**TASK GOAL:** Count the lines in the rows that follow that contain the word "below", and reply with that number alone.

==========

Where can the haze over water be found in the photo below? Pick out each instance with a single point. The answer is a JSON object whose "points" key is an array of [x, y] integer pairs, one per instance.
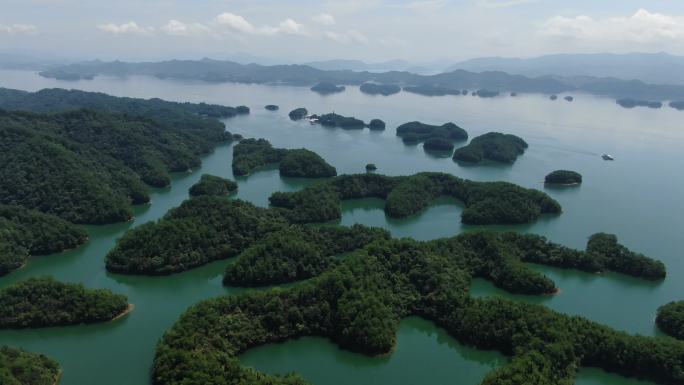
{"points": [[637, 197]]}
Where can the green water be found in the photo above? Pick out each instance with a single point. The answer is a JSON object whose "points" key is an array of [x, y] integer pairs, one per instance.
{"points": [[638, 197]]}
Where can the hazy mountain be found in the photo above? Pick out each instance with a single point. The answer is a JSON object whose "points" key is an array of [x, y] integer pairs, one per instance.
{"points": [[302, 75], [656, 68]]}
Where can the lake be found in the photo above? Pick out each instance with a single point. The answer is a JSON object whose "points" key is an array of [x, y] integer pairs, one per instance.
{"points": [[637, 197]]}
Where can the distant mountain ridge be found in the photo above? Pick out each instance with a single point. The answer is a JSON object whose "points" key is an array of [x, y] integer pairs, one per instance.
{"points": [[303, 75], [656, 68]]}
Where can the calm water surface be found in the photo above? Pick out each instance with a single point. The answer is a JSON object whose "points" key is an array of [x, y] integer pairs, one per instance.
{"points": [[637, 197]]}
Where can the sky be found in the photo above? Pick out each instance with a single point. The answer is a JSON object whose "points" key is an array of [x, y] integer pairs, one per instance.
{"points": [[419, 31]]}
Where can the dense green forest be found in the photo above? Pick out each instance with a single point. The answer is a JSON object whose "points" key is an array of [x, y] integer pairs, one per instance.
{"points": [[200, 230], [298, 113], [296, 253], [416, 132], [379, 89], [631, 103], [670, 319], [327, 88], [563, 177], [250, 154], [88, 167], [18, 367], [438, 144], [359, 302], [486, 202], [493, 146], [336, 120], [212, 185], [25, 232], [376, 125], [41, 302]]}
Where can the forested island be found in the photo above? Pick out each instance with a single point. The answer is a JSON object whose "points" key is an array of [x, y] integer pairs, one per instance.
{"points": [[563, 177], [376, 125], [359, 302], [212, 185], [670, 319], [18, 367], [379, 89], [25, 232], [485, 202], [42, 302], [327, 88], [417, 132], [89, 167], [337, 120], [431, 90], [631, 103], [298, 113], [484, 93], [250, 154], [209, 228], [297, 252], [199, 231], [493, 146]]}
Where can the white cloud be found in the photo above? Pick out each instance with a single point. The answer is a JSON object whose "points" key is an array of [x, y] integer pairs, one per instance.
{"points": [[239, 24], [425, 5], [130, 28], [179, 28], [642, 27], [235, 22], [351, 36], [503, 3], [18, 28], [324, 19]]}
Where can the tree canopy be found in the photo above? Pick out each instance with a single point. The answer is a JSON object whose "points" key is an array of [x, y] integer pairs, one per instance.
{"points": [[494, 146], [212, 185], [18, 367], [42, 302], [250, 154], [26, 232]]}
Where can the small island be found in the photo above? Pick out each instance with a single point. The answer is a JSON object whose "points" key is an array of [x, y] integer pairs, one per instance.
{"points": [[251, 154], [494, 146], [564, 178], [303, 163], [327, 88], [336, 120], [25, 232], [212, 185], [670, 319], [631, 103], [483, 93], [438, 144], [18, 367], [431, 90], [43, 302], [376, 125], [379, 89], [417, 132], [298, 113]]}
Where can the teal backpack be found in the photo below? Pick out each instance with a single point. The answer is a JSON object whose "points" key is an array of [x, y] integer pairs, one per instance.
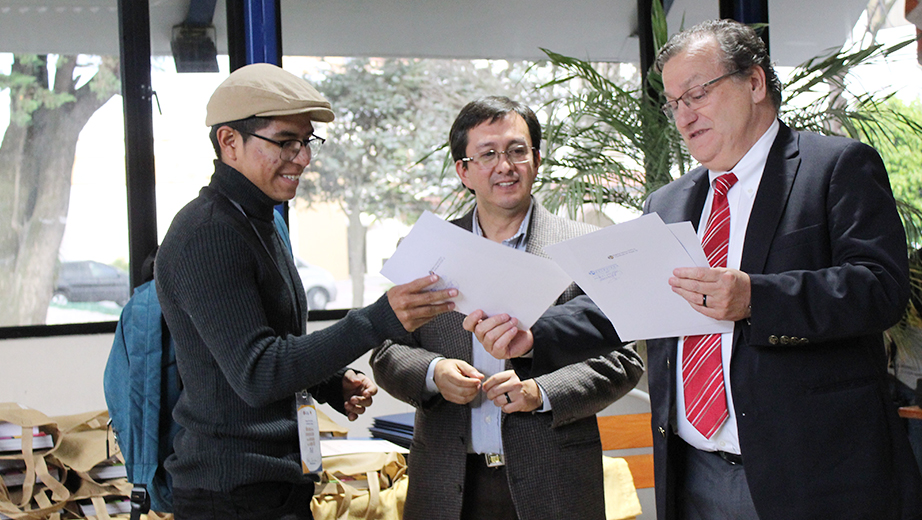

==========

**RESPONSE TO THIS EXERCISE:** 2